------ DATA FOR THIS EXERCISE
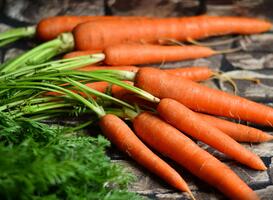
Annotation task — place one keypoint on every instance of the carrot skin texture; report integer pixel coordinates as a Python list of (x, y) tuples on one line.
[(201, 98), (174, 144), (93, 68), (194, 73), (124, 138), (191, 73), (135, 54), (51, 27), (99, 35), (74, 54), (190, 123), (238, 132)]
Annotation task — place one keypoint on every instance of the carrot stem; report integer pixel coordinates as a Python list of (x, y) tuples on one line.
[(63, 43), (14, 34)]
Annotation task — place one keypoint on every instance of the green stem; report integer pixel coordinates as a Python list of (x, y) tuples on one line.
[(119, 74), (136, 90), (50, 87), (54, 65), (7, 41), (38, 108), (27, 101), (97, 93), (63, 43)]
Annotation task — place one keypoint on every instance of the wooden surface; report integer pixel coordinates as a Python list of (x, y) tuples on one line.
[(257, 55)]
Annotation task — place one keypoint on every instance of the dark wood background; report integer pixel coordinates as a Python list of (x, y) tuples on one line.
[(256, 56)]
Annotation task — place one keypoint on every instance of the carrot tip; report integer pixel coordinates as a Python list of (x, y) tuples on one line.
[(191, 195)]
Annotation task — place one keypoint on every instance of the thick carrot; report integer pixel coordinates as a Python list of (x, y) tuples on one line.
[(80, 53), (238, 132), (93, 68), (99, 35), (51, 27), (201, 98), (122, 136), (174, 144), (190, 123), (135, 54), (192, 73)]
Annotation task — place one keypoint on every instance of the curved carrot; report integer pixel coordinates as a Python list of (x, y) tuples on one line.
[(238, 132), (174, 144), (191, 73), (102, 34), (190, 123), (201, 98), (49, 28), (135, 54), (93, 68), (194, 73), (122, 136), (80, 53)]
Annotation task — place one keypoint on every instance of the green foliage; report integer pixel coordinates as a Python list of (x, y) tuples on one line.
[(40, 162)]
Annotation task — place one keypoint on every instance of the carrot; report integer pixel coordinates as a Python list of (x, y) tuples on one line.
[(193, 73), (201, 98), (238, 132), (80, 53), (122, 136), (170, 142), (93, 68), (134, 54), (104, 33), (190, 123), (51, 27)]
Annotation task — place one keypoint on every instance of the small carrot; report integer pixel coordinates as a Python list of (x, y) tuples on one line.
[(190, 123), (238, 132), (170, 142), (80, 53), (122, 136), (104, 33), (135, 54), (201, 98)]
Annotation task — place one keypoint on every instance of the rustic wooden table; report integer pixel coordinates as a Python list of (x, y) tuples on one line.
[(257, 55)]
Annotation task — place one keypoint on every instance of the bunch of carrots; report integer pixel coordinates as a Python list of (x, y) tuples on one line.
[(178, 105)]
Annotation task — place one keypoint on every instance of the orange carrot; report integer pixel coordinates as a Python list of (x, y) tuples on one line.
[(201, 98), (100, 86), (238, 132), (122, 136), (191, 73), (80, 53), (170, 142), (134, 54), (190, 123), (51, 27), (194, 73), (93, 68), (104, 33)]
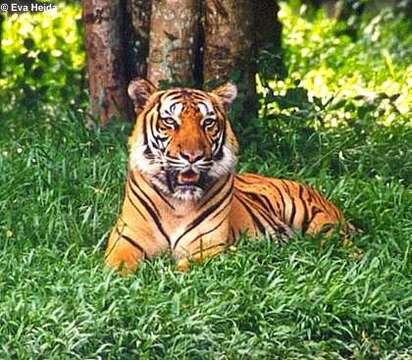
------------
- _EXERCISE DESCRIPTION_
Copy all of the lines above word for word, leaving out the pictures.

- _CORRECT OUTPUT_
Annotation task — place one keypoint on every instance of the carrot skin texture; report integer pixel coordinates as a Python list of (x, y) tuples on one line.
[(201, 98), (174, 144), (93, 68), (194, 73), (124, 138), (191, 73), (135, 54), (51, 27), (99, 35), (74, 54), (190, 123), (238, 132)]
Annotation task — place one keypoint on every instance of the carrot stem; report integer pixel coordinates as a Python list of (x, y) tuples on one line.
[(63, 43), (14, 34)]
Annotation task — place one keypoint on every instance of the green stem; report integer pixel coordinates as a Python list of (x, y) tuples on one line.
[(119, 74), (136, 90), (50, 87), (54, 65), (7, 41), (38, 108), (27, 101), (97, 93), (63, 43)]
Annotation task — place one keypoint on every instance of the wooden surface; report integer pixel coordinates as a Python list of (x, y) tuples on one line.
[(257, 55)]
Annotation task — place one keypoint on every instance of the dark wood background; report integer pixel coordinates as a Python list of (x, y) tuples on one line.
[(256, 56)]
Annotation task — place one keypoint on every instance of the carrot tip; report integer pixel coordinates as a Python list of (x, y) tuples on one line.
[(191, 195)]
Annotation task — place one keypoint on every instance of the thick carrot; report integer pixel coordinates as a Python list of (x, y) tuples on one line.
[(80, 53), (238, 132), (93, 68), (99, 35), (51, 27), (201, 98), (122, 136), (174, 144), (190, 123), (135, 54), (192, 73)]
Annotation task — place one keypoint on every instance of the curved carrot; report integer pixel coordinates as a Python list of (x, y) tuples on one line.
[(238, 132), (174, 144), (191, 73), (102, 34), (190, 123), (201, 98), (49, 28), (135, 54), (93, 68), (194, 73), (122, 136), (80, 53)]
Annotation task — place one keypoint on every instance of the green foliage; report integer pixel coordinates as a Python list of (x, y) tuples on one line.
[(40, 162)]
Annotation task — place one keypoint on every instance of the carrot; report integer pixel coordinates as a Python list of (x, y) tuples on one line.
[(193, 73), (201, 98), (238, 132), (80, 53), (122, 136), (170, 142), (93, 68), (134, 54), (104, 33), (190, 123), (51, 27)]
Annotation task — place one keypoint on every instance of the small carrot; report integer pixel coordinates as a Python list of (x, y) tuples on one line.
[(190, 123), (238, 132), (170, 142), (80, 53), (122, 136), (104, 33), (135, 54), (201, 98)]
Annotation task — place one keypoint on every instance of the rustic wooden table; report integer pixel coordinates as a Python list of (x, y) tuples on one line.
[(257, 55)]
Annotation task — place one keypoint on every instance of the bunch of carrots; report integer pixel coordinates as a Python list of (x, y) tuples on one line.
[(178, 105)]
Annotation task — place one keypoint on every instance of the orange carrot; report integer pixel coordinates as a Python list of (x, y) tuples on one line.
[(201, 98), (100, 86), (238, 132), (122, 136), (191, 73), (80, 53), (170, 142), (134, 54), (190, 123), (51, 27), (194, 73), (93, 68), (104, 33)]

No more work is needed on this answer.